━━━━━ SELECTION ━━━━━

MIT 6.S184 - Lecture 1 - Generative AI with SDEs
- Course introduction and learning objectives
- Representation of generative objects and formalizing generation via probability
- Conditional versus unconditional generation and conditional data distribution
- Generative model concept and the role of an initial distribution P_init
- High-level architecture: flow component versus diffusion component
- Trajectory, vector field, and ordinary differential equation (ODE) definitions
- Flow map as a collection of ODE solutions and existence/uniqueness conditions
- Linear vector field example and analytic solution; numerical simulation by Euler method
- Flow models in machine learning: parameterizing the vector field with neural networks
- Sampling from a flow model and the practical sampling algorithm
- Motivation for diffusion models and introduction to stochastic differential equations (SDEs)

━━━━━

GIVEN REQUEST:
In the outline of the generative AI lecture, what method is named for numerical simulation in the linear vector field example?

━━━━━ GIVEN DATA ━━━━━

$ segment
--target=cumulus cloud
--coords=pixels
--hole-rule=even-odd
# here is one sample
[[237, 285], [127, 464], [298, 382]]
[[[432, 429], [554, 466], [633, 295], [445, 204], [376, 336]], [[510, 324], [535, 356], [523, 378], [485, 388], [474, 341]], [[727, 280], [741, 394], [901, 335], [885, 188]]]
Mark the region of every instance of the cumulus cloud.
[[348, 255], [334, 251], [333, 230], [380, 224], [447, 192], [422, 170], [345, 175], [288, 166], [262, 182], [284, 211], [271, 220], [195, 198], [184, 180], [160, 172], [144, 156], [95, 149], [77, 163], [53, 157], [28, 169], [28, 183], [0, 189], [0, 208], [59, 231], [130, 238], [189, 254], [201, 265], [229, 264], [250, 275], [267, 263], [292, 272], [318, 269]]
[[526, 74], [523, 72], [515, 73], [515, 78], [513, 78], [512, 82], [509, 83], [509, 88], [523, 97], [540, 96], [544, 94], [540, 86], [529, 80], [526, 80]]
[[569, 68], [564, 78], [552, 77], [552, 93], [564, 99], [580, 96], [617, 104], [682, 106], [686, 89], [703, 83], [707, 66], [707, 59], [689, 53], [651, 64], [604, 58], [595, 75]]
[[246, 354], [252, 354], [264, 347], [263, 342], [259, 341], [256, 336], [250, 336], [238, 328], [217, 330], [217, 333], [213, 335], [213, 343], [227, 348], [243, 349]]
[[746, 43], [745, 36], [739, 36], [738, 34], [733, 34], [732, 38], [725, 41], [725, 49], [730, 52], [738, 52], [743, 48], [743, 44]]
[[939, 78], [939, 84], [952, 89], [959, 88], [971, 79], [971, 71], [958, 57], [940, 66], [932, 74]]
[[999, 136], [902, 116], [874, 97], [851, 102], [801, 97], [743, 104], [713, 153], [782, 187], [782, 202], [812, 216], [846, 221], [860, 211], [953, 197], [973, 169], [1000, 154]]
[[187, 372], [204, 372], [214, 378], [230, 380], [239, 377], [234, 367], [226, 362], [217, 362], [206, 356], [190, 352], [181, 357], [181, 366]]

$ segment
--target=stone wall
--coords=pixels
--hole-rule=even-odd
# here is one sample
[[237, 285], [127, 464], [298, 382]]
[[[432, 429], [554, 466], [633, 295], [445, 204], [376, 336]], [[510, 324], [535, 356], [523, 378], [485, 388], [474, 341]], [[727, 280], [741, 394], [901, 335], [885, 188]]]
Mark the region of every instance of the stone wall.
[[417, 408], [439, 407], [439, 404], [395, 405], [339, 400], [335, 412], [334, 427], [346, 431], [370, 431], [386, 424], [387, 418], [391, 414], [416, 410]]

━━━━━

RESPONSE:
The Euler method.